** RECORD SET follows **
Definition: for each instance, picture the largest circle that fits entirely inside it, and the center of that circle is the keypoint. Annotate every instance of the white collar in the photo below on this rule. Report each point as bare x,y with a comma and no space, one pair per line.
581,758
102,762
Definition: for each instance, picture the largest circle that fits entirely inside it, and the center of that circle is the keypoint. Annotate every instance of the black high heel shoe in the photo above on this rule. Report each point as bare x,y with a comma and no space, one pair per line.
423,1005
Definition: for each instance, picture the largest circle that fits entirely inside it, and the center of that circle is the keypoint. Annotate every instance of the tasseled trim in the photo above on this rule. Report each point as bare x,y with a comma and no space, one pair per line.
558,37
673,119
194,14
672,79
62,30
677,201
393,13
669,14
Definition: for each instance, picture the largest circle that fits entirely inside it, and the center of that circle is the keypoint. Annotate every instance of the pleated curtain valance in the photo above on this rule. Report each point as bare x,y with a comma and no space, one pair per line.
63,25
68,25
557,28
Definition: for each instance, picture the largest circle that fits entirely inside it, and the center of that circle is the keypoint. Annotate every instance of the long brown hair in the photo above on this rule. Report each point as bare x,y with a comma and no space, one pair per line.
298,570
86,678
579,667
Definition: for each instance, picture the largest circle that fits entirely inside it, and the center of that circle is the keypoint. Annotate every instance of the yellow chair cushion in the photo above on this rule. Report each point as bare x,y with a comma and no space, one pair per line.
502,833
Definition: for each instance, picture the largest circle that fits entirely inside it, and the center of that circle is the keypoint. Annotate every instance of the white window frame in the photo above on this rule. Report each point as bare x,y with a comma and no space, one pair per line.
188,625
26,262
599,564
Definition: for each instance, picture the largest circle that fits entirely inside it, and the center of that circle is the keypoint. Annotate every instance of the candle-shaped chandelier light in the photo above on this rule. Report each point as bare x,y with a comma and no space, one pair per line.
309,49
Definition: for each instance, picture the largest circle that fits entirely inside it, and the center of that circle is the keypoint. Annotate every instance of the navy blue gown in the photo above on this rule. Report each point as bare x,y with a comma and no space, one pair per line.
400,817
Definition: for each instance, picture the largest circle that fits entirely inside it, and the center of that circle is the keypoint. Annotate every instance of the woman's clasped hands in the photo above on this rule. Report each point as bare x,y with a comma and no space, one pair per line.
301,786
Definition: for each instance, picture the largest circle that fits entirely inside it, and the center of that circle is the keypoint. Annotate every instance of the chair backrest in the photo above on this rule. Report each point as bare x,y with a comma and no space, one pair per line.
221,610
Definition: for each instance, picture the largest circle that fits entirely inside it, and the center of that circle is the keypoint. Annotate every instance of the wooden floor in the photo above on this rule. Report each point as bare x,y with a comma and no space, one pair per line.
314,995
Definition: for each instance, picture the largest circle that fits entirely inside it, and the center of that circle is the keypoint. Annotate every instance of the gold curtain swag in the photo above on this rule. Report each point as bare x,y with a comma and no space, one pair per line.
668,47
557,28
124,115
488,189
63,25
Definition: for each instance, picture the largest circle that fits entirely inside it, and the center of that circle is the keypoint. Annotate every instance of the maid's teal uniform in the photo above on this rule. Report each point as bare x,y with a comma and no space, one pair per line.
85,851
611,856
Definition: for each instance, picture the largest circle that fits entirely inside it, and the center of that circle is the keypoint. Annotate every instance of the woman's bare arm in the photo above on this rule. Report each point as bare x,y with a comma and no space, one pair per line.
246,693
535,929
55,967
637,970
** End of RECORD SET **
§ DIRECTIONS: Copy the data above exactly. Every line must be included.

§ SOLUTION:
Definition: for each instance, picture the largest circle that fits entirely inside it, and the center of that circle is the keypoint. Annotate every instance of the white collar in the photo below on this rule. Report each point as bare x,y with a comma and no space, one pair per line.
581,758
102,762
Definition: for each instance, picture the largest circle that fits entirely inside it, and the center of that circle is the keypoint. Annotate every instance of the black high heel shoe in the photo above on this rule. Report each point as bare x,y with a comma and no space, one pair per line.
423,1005
Definition: for each instance, picture the largest circle that fits entirely inside it, and the center of that circle is the keypoint. Annotate every instance of the tasseled trim in the photo above on this rule. Report each point as bare x,y with a comma and no space, one pair per line.
558,37
673,119
194,14
672,79
62,30
677,201
393,13
669,14
Definition: for each instance, picture the largest circle that fits entirely inside it, and the center of that circle is the keypoint. Annotate every instance of the pleated curtain valance in the photo above on this rule. Report each point as bare x,y with a comma and no space, one pair per line.
63,25
68,25
557,28
Definition: for each instance, picture the largest circle that fits entirely inside it, and the center of that circle is the keypoint. Annotate every instance of the long brown hair in the photo above on this rule. Report each point as bare x,y with a comma and no space, one pair per line.
298,570
86,678
579,667
Definition: for each instance, picture the largest circle that fits entirely inside it, and the center of that circle is the keypoint. Annotate every instance of the yellow chair cushion in the photo above on this rule. Report each point as bare x,y with a comma and no space, one pair per line.
502,833
Definition: for each instance, picture the largest circle that fits entirely inside it, and the center of that circle is the keypoint. Annotate every instance of the white window frame in the photo above on this rule. Report each point as bare x,y with a comma and no space, one pair per line.
188,625
26,262
599,564
Definition: for each instance, picture the largest circle that fits entirely inside it, and the center of that circle is the keypoint. Annotate every instance of the candle-shaped chandelier light in the photo above on this rule. Report each point as bare x,y with a comma and no space, one pair per line.
309,49
Definition: for each instance, picture the largest circle that fits entirely inside it, and the center of that circle is the keypoint. Annotate every instance of the navy blue gown in the photo above on this rule. Report each point as bare x,y with a comma and no space, one pair per line.
400,817
Definition: for each instance, picture the largest circle that fits entirely inside it, and the center of that circle is the keypoint. Annotate every instance of the woman's clasped hands in the photo above on this rule. Report each point as bare x,y with a comma and no space, one pair per line.
301,786
Definition: for each instance, picture the largest circle that fits entirely inside it, and the center of that circle is the keypoint. Annotate every instance of the chair backrest in the photo above on this rule. Report each point as bare x,y with a comma and no space, one pair per line.
221,610
Definition: for each instance, picture the largest circle that fits entirely inside it, and the center of that circle is the keypoint. Annotate every instance of the wooden floor in the photo above on this rule. Report each point as bare x,y with a comma and no space, one pair per line.
314,995
Definition: for each instance, picture the largest circle that fits entirely inside it, and the center of that circle is the keypoint. Annotate every instance of the gold curtain swag in the photo above on this rule. Report each point as bare x,y with a comma and no space, one pair per line.
668,47
557,28
124,115
488,189
63,25
Definition: for each instance, picture the largest circle that fits entirely inside it, and the center of that circle is the keypoint. Annotate every instance of the maid's teal uniform in the photo above on this rule. Report each point as bare x,y with a comma and no space, one pair per line.
85,851
611,856
Definition: for each instance, picture the largest circle that fits entirely inside it, and the center of that circle is the keypoint. Annotate every instance of the woman's bare arm in the photo above on this rule. Report each point as bare x,y with a comma and no space, one pair per line.
246,693
535,929
55,967
637,970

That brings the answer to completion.